● TASK STATEMENT
Your reply should be the full listing, copied exactly.

● DATA
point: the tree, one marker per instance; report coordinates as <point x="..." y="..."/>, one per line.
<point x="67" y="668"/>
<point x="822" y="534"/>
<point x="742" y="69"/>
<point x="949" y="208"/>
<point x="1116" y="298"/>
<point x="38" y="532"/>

● ANSWER TO THIS EXERCISE
point: the tree, one marker per instance; report coordinates as <point x="..." y="..."/>, one per line.
<point x="67" y="668"/>
<point x="822" y="534"/>
<point x="742" y="69"/>
<point x="949" y="208"/>
<point x="1116" y="298"/>
<point x="38" y="532"/>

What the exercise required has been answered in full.